#### [STATED EXERCISE A]
Reproduce, word for word, the portion of the forum thread between "If I recall" and "Miami, Florida, etc.", inclusive.

#### [TEXT EXTRACT]
* * * * * * * * *

# High School Athlete Sponsorship Problems - will it hurt a scholarship?



## jennmiesz (Oct 1, 2007)

Hi,

I was wondering if anyone has ran into this situation regarding sponsoring athletes who are in high school and compete in their respective sport for the high school team. I wanted to sponsor a local snowboarder (basically give them SWAG so they can do some advertising for me) however, the parents are concerned that by accepting these goods it could hurt the athlete in regards to possible college scholarship offers. Does anyone have any suggestions? I am not paying this person, just giving them t shirts, hoodies, stickers.


----------



## paulo (Dec 13, 2006)

*Re: Athlete Sponsorship Problems*



jennmiesz said:


> Hi,
> 
> I was wondering if anyone has ran into this situation regarding sponsoring athletes who are in high school and compete in their respective sport for the high school team. I wanted to sponsor a local snowboarder (basically give them SWAG so they can do some advertising for me) however, the parents are concerned that by accepting these goods it could hurt the athlete in regards to possible college scholarship offers. Does anyone have any suggestions? I am not paying this person, just giving them t shirts, hoodies, stickers.


If I recall correctly the NCAA considers not only cash as a form of payment, but any items given to the athletes, such as clothing, a payment. And by accepting payment, then they can not compete in college athletics since they will be considered pro.  Unless they attend USC, LSU, Miami, Florida, etc.


----------



## Mike63 (Jan 23, 2007)

* * * * * * * * *

#### [DATASET]

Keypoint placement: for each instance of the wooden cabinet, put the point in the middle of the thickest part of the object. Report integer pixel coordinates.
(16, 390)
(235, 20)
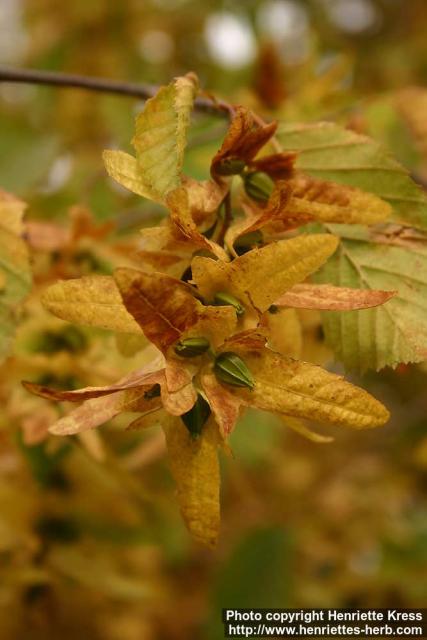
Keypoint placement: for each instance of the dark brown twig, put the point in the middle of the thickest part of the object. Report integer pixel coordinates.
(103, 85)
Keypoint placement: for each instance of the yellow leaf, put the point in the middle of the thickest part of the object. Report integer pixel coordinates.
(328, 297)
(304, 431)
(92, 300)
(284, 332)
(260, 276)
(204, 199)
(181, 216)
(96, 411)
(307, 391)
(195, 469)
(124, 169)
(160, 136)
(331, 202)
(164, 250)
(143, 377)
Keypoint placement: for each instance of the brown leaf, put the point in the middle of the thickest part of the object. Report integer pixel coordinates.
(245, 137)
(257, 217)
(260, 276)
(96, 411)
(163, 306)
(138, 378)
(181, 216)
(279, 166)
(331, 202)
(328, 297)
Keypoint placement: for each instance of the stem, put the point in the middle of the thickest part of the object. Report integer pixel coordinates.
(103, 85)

* * * * * * * * *

#### [STATED EXERCISE B]
Increase every pixel coordinate in the answers by 150, and give again only the lines of the listing between the line holding "Keypoint placement: for each instance of the yellow" and the final line of the listing, inclusive, with their requests kept in place.

#### [TASK ANSWER A]
If I recall correctly the NCAA considers not only cash as a form of payment, but any items given to the athletes, such as clothing, a payment. And by accepting payment, then they can not compete in college athletics since they will be considered pro.  Unless they attend USC, LSU, Miami, Florida, etc.

#### [TASK ANSWER B]
Keypoint placement: for each instance of the yellow leaf, put the point in the middle of the thickest part of the object. Report integer pixel coordinates.
(478, 447)
(454, 581)
(242, 450)
(434, 482)
(410, 426)
(354, 349)
(331, 366)
(246, 561)
(457, 541)
(345, 619)
(274, 319)
(310, 286)
(481, 352)
(314, 400)
(293, 527)
Keypoint placement: for each instance of the brown leaf, put the point in the middle of the thickest part of the object. Report integer pixel coordinates.
(395, 287)
(407, 367)
(410, 426)
(246, 561)
(313, 456)
(288, 528)
(331, 366)
(429, 316)
(481, 352)
(478, 447)
Keypoint placement: for each instance of the stem, put the point in the middle of the thickest part of the object. Report integer pixel coordinates.
(253, 235)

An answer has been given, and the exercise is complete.